THE TASK: Transcribe the material below exactly as it appears.

RECORD LIST:
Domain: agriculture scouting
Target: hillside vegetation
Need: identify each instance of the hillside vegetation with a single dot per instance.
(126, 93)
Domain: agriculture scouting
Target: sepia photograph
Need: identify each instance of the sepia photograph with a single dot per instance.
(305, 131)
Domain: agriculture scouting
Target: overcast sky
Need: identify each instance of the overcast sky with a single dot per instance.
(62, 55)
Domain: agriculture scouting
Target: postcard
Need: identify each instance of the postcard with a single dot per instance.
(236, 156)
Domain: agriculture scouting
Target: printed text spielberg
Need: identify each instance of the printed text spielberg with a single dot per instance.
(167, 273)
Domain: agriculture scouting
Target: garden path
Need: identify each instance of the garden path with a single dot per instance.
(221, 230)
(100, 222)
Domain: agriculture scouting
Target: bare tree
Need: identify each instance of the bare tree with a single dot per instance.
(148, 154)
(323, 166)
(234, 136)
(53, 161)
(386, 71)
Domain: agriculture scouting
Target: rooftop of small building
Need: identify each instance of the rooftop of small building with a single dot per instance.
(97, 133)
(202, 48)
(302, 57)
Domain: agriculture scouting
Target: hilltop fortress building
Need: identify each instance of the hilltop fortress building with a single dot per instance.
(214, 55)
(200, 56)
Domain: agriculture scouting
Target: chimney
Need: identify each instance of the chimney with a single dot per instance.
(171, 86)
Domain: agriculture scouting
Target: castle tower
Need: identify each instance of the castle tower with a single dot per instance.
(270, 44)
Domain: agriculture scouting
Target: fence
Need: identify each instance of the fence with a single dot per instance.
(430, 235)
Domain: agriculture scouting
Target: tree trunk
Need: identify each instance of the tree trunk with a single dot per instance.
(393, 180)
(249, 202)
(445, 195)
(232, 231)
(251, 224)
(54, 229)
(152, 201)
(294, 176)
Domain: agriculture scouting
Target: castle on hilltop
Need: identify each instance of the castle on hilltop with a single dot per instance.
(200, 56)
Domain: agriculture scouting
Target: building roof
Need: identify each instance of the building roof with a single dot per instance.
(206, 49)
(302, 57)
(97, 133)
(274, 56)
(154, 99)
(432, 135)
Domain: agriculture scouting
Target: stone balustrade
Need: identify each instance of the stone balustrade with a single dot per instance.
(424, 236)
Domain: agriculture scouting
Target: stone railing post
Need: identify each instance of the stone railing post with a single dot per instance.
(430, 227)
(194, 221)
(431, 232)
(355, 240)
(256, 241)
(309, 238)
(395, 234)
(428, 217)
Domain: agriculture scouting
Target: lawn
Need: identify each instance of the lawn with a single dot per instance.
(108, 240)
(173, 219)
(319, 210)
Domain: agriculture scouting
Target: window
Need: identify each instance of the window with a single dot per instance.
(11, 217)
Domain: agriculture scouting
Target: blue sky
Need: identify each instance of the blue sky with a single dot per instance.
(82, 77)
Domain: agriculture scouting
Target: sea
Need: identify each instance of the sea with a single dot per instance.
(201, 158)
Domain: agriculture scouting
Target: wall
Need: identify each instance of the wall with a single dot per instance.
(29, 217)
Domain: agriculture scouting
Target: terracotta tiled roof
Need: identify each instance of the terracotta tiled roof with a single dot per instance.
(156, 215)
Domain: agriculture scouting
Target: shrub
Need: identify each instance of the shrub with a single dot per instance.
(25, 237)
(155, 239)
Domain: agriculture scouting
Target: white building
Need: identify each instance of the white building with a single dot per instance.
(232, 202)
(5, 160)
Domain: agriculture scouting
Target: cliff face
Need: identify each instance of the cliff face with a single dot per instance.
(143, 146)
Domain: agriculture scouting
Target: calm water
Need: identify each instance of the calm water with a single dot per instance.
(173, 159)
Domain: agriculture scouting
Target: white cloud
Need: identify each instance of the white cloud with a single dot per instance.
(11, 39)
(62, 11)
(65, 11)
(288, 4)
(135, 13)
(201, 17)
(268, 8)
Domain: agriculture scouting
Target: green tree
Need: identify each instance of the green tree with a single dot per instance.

RESULT OF THE EXERCISE:
Domain: agriculture scouting
Target: hillside vegetation
Need: identify each instance of the hillside vegetation with a single dot per instance.
(126, 93)
Domain: agriculture scouting
Target: sepia photograph
Need: identify each instance of the sepia photograph with a single dot per instance.
(305, 131)
Domain: agriculture scouting
Target: overcast sky
Need: identify each instance of the overcast sky with a single dot per instance.
(62, 55)
Domain: agriculture scouting
Target: postcard
Need: identify each instance of the postcard with a single dot per instance.
(236, 156)
Domain: agriculture scouting
Target: printed text spielberg
Need: identify each instance of the printed text spielberg with a single dot per instance.
(167, 273)
Domain: agriculture scouting
Target: garden path
Need: identify each instance of the garden path with a single dot per instance.
(221, 230)
(100, 222)
Domain: agriculture scouting
Target: bare tree
Need: identify each instance of the bare tree with a single dot per instance.
(148, 154)
(323, 166)
(234, 136)
(53, 161)
(386, 71)
Domain: agriculture scouting
Target: rooftop of small building
Need: identify each instance of the rooftop of small building with a single dot per instance.
(97, 133)
(202, 48)
(302, 57)
Domain: agriculture scouting
Target: hilltop fortress building
Need: identify each instance of the hilltop fortress building with a single dot per instance.
(214, 55)
(200, 56)
Domain: agriculture scouting
Target: chimney
Need: identify each instance of the chimney with a single dot per instance.
(171, 86)
Domain: agriculture scouting
Target: castle tower
Need: identify each instance of the castle tower with a single dot per instance.
(270, 44)
Domain: agriculture scouting
Target: fence
Need: identify each instance of the fence with a single dot per instance.
(430, 235)
Domain: agriculture scouting
Target: tree trunk
Need: identify each instance of the tree trunk with a single dot per instance.
(393, 180)
(249, 202)
(445, 195)
(232, 231)
(251, 224)
(54, 229)
(152, 201)
(294, 176)
Domain: agriculture scouting
Target: castle on hilltop
Need: identify each instance of the castle on hilltop with a single dot per instance.
(200, 56)
Domain: agriculture scouting
Target: building roof
Need: identify each instance of the building roof with a single dot per instance.
(206, 49)
(302, 57)
(97, 133)
(274, 56)
(154, 99)
(432, 135)
Domain: agriculture scouting
Target: stone balustrade
Need: identify each instance of the stone balustrade with a single dot per instance.
(424, 236)
Domain: agriculture scouting
Target: stone railing post
Need: identify each instance of the stone railing post with a single dot per instance.
(430, 227)
(194, 221)
(431, 232)
(355, 240)
(256, 241)
(309, 238)
(395, 234)
(428, 217)
Domain: agriculture scouting
Target: lawn
Need: identify each instance of the lawn with a single dot per instance.
(108, 240)
(173, 219)
(319, 210)
Domain: agriculture scouting
Target: window
Need: identify each instance of the window with a single dot per instance.
(11, 217)
Domain: agriculture scouting
Target: blue sky
Need: identify each instance of the blue sky with a single dot per instance.
(82, 77)
Domain: agriculture scouting
Target: sea
Need: identify each instance of the sea with a single dot per instance.
(201, 158)
Domain: agriculture scouting
Target: wall
Need: identify each instance of the wall with a single dot per instance.
(29, 217)
Domain: agriculture scouting
Target: terracotta tiled roof
Need: identify each instance of the terracotta tiled roof with a single dot per instance.
(156, 215)
Domain: agriculture scouting
Target: shrub
Need: identify each instance of the shrub with a single dot per instance.
(25, 237)
(155, 239)
Domain: agriculture scouting
Target: white building
Need: identify each instance of the white building with a single dot per instance.
(232, 202)
(5, 160)
Domain: agriculture scouting
Target: cliff face
Need: identify each instance of the cliff face with a single dot per instance.
(143, 146)
Domain: agriculture scouting
Target: calm water
Need: identify each instance of the calm water with a single dot per instance.
(173, 159)
Domain: agriculture scouting
Target: white cloud
Need: identify each instance of the white cloud with a single dot per instance.
(11, 39)
(62, 11)
(65, 11)
(288, 4)
(135, 13)
(201, 17)
(268, 8)
Domain: agriculture scouting
Target: green tree
Need: identify each instance of the green tree with a single dot per instance.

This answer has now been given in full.